__Supplied passage__:
--

TB 2. Spec Suite organization

There needs to be an overview somewhere, a starting point, mostly
tutorial in nature, that explains the relationships between XQuery, the
data model, the use cases, the functions and operators, and XPath 2.
Having read all of them at least in part, I remain fairly puzzled as to
how they're supposed to fit together.

TB 3. Function of the "Data Model" and "Formal Semantics"

It is not clear that both the Data Model and Formal Semantics
specs need to exist, or that they need to have independent lives outside
of the XQuery spec.  In particular, I'm pretty sure that a conformant
XQuery implementation could be built with little or no reference to
anything but the XQuery and F&O specs, raising questions as to whether
all the work on DM and FS are cost-effective.

The Data Model and Formal Semantics docs are sufficiently complex and
hard to understand that they don't seem to serve any tutorial purpose.
At the very least, the spec suite needs to be very clear as to whether
implementors need to read them (in whole or in part), and if so why.

TB 4. Overlapping material

There is a large amount of overlapping material in XQuery, the Data
Model, the Formal Semantics, and XPath 2.  This has the negative effect
that it's really hard to read both XQuery and XPath and pay attention,
because the attention wanders as you realize you've already read this
15-page sequence.  It would be highly desirable if the material that is
*not* common could be called out somehow.

I as an implementor would be very interested in which bits of machinery
are XQuery-only, XPath-only, or shared.

Since the portions that are shared are sensibly generated from a common
source, I assume that such a call-out is achievablle.

I note considerable overlap also in the FS and DM specs with each other
and with XQuery.  The same comment applies.

TB 5. Use Cases for Type-based operations

XQuery defines built-in primitives which operate in terms of data types:
"cast", "treat", "assert", and "validate".  The volume of design that
has gone into building this framework is highly out of proportion to the
scenarios presented in the Use Cases document.

In particular, there are no use cases for the "cast", "assert", or
"validate" built-ins.  Almost every other aspect of XQuery has a far
richer backing in the use-case document. It is difficult to understand
how the design of such a framework can proceed intelligently without
use-cases in mind.

The best solution to this problem would be simply to drop most of these
type-based operations in the interests of getting a reasonably
interoperable XQuery 1.0 done in a reasonable amount of time.

--

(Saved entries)
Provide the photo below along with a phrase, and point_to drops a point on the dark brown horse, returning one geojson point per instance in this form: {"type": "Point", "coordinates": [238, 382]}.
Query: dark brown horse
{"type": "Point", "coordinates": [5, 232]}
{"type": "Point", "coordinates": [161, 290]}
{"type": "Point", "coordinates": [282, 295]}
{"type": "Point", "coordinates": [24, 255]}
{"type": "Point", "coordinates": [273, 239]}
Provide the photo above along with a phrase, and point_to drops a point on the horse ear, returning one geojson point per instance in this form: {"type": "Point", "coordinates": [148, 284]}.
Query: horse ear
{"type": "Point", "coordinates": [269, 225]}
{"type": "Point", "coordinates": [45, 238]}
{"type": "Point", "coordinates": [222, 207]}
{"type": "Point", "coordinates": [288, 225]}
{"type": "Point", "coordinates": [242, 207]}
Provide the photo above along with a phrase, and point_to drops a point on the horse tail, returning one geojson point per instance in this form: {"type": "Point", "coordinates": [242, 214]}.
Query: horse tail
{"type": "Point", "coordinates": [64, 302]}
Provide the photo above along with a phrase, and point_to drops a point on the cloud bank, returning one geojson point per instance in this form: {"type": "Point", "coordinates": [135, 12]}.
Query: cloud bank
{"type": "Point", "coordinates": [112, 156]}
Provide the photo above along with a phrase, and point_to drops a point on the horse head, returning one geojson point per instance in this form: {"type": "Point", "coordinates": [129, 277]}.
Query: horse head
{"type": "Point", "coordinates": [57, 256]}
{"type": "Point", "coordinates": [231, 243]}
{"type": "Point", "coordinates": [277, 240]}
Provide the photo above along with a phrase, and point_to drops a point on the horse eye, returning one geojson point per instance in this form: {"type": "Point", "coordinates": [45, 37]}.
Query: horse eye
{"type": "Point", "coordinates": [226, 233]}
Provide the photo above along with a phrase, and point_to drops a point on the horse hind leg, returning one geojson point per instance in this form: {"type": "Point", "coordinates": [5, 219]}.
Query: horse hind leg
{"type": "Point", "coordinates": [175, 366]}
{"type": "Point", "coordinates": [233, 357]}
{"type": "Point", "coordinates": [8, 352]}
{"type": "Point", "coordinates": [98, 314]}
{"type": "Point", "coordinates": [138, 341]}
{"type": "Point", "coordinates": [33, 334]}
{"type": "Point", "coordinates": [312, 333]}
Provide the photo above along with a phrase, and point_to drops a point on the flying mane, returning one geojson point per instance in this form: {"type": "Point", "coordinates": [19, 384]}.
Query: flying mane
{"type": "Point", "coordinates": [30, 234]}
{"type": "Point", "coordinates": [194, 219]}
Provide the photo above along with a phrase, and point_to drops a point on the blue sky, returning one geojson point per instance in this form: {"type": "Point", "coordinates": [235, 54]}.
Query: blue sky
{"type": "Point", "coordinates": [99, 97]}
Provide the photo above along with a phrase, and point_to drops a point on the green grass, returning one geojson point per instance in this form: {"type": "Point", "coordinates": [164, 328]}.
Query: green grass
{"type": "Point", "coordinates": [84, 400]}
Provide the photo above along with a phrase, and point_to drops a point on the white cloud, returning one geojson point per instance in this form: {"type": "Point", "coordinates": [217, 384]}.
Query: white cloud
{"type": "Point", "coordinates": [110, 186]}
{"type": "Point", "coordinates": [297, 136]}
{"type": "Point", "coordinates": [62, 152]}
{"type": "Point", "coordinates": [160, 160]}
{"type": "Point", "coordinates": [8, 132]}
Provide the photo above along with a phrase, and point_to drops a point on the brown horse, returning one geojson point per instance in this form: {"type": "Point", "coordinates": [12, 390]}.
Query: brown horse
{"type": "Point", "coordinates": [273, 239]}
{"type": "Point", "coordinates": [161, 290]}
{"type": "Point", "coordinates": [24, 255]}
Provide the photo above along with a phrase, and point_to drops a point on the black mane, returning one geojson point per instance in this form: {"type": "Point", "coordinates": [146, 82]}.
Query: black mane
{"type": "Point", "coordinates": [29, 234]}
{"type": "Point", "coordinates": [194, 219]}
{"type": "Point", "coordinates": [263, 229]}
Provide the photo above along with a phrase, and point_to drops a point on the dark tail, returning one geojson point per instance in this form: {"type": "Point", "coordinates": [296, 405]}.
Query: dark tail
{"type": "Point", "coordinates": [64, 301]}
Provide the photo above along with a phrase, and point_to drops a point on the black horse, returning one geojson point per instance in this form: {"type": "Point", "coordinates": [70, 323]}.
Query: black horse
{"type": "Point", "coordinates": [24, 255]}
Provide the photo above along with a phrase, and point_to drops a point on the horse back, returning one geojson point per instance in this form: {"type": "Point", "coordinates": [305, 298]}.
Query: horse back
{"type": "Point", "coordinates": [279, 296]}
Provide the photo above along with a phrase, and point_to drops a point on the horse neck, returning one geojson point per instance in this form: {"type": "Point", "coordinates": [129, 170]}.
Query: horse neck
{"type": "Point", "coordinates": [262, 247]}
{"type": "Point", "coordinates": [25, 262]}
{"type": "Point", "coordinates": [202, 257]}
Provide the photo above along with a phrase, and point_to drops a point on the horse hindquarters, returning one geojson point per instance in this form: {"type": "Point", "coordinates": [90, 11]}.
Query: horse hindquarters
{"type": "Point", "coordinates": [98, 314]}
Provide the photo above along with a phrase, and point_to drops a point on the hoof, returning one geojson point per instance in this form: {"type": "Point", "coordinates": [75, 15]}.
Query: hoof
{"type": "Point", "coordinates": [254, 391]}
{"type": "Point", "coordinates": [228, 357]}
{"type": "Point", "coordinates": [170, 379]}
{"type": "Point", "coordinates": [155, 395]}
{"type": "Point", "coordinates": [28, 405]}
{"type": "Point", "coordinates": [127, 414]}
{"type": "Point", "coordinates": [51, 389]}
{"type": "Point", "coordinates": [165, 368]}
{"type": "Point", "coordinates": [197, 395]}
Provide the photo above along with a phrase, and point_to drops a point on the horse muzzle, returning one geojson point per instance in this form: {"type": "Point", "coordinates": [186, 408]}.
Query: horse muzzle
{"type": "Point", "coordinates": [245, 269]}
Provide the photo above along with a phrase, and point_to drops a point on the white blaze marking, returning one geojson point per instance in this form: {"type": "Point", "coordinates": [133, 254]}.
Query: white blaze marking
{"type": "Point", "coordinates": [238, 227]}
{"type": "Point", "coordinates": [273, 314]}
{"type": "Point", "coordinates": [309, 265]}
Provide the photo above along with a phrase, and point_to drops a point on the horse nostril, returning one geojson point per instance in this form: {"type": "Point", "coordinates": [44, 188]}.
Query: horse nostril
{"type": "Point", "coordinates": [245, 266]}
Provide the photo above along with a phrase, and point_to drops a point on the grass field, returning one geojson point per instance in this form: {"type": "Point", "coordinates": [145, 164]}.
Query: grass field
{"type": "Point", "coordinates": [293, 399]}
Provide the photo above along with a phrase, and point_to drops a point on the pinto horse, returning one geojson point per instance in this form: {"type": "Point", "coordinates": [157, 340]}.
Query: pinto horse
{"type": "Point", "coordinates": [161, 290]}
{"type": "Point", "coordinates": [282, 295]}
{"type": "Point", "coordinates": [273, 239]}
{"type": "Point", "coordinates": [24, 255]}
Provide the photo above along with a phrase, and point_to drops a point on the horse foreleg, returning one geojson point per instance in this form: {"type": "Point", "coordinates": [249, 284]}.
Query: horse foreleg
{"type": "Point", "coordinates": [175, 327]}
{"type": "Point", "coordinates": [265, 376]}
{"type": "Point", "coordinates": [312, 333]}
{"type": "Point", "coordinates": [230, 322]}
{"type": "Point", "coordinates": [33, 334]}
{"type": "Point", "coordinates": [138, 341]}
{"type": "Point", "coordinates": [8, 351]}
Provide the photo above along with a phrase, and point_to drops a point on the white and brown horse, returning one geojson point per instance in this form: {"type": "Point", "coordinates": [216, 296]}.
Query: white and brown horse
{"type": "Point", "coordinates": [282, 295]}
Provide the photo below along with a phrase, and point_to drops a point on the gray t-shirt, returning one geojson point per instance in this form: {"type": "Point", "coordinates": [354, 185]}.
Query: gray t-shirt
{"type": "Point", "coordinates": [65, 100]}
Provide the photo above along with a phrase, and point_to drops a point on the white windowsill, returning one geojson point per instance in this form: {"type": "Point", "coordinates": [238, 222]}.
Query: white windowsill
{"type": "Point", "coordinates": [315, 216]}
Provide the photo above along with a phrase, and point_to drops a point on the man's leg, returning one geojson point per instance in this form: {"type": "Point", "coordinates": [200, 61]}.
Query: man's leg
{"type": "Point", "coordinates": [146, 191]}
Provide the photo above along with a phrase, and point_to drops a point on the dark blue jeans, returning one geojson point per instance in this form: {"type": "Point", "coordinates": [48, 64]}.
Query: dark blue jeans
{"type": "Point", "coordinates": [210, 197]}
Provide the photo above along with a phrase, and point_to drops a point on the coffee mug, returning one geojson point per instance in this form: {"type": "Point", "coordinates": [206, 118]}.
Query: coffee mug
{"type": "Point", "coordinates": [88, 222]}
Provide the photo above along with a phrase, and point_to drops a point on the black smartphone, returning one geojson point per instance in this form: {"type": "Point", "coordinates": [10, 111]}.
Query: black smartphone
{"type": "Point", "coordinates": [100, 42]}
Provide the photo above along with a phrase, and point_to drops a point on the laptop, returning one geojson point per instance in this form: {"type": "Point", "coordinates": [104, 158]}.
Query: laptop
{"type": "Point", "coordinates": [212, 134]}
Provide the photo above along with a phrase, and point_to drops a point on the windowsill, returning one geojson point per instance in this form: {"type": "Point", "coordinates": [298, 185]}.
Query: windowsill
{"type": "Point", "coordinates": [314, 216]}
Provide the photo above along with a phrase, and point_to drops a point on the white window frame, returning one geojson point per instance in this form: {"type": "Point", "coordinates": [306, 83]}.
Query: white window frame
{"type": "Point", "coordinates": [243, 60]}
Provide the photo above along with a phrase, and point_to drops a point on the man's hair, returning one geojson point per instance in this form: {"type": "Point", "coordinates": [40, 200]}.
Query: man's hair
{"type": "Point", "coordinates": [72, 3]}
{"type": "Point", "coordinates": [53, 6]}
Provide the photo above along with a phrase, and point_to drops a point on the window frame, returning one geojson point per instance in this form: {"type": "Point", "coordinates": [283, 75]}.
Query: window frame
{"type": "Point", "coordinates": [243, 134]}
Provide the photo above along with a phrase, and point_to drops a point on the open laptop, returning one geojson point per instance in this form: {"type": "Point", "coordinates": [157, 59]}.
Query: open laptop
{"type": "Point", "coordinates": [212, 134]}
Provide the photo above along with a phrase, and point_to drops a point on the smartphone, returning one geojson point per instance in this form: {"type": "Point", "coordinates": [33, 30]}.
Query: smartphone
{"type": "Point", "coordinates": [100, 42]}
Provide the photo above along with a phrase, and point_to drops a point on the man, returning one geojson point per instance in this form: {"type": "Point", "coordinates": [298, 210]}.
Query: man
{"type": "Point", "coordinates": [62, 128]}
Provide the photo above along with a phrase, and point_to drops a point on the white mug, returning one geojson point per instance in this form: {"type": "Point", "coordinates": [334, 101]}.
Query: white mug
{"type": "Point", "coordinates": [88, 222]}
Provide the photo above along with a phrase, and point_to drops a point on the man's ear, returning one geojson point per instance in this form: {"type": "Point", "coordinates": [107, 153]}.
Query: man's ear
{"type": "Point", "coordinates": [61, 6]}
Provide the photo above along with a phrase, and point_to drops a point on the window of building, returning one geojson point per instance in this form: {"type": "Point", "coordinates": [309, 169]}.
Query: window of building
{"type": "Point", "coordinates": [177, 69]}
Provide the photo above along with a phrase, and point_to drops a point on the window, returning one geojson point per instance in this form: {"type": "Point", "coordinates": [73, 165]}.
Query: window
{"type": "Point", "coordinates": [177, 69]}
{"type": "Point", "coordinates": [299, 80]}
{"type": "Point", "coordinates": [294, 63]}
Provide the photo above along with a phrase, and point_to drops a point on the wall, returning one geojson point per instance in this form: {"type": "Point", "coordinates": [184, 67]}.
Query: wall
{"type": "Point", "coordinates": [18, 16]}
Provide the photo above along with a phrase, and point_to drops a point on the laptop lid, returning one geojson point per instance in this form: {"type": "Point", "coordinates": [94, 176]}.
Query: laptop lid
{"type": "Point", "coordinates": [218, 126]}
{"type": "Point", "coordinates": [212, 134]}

--

__Given request 1__:
Can you write out the XQuery spec comments word for word, from "At the very" up to and including "called out somehow."?
__Given request 2__:
How would the XQuery spec comments go on after their last sentence? Continue them from that point.

__Result 1__:
At the very least, the spec suite needs to be very clear as to whether
implementors need to read them (in whole or in part), and if so why.

TB 4. Overlapping material

There is a large amount of overlapping material in XQuery, the Data
Model, the Formal Semantics, and XPath 2.  This has the negative effect
that it's really hard to read both XQuery and XPath and pay attention,
because the attention wanders as you realize you've already read this
15-page sequence.  It would be highly desirable if the material that is
*not* common could be called out somehow.

__Result 2__:
TB 6. XML Schema Data Types and Duration

The reliance on XML Schema basic types seems well-thought-through,
although the comprehensibility and ease of implementation of XQuery
would be greatly increased by dropping support for some number of XSD
basic types, without, it seems, much serious loss of functionality.

The use of two types derived from XSD's "Duration" type is obviously
necessary, but highlights a co-ordination problem.  Anybody who wants
to do computation with duration-typed data is pretty clearly going to
want the XQuery version, not the XSD version.  Since it seems that many
different activities want to use XSD basic data types, it is highly
unsatisfactory that they are going to have to call out to two
specifications, XSD and XQuery.  As a co-ordination issue, XML Schema
should be required to fix this design defect.

TB 7. PIs and Comments

If I read XQuery 2.1.3.2 and 2.3.1.2 correctly, XQuery includes the
capability of searching on the presence of comments and on PIs and their
targets.

PI search capability is guaranteed to provoke controversy since there is
a body of opinion that PIs are architecturally second-class citizens and
anything that promotes their use should be deprecated.   This should be
seriously considered for removal.

XQuery access to comments seems simply incorrect given that there is
no assurance that they will be present in the data model even if they
are in the source document, and also because it is highly
architecturally unsound to encourage the use of comments for holding
information of lasting interest.  This should be removed without further
ado.

The inclusion of Comment and PI in XQuery is further evidence of lack of
attention to 80/20 thinking and cost/benefit trade-offs.

For similar reasons, all of section 2.8.4 (constructors for CDATA
sections, PIs, and comments) should be considered for removal.

TB 8. Relation to Schema Languages

At the moment, by conscious design choice traceable back to the
requirements documents, XQuery is quite strongly linked to W3C XML
Schemas in several ways.

In retrospect, this choice was unfortunate.  Fortunately, the situation
can be rectified at moderate cost and with considerable benefit.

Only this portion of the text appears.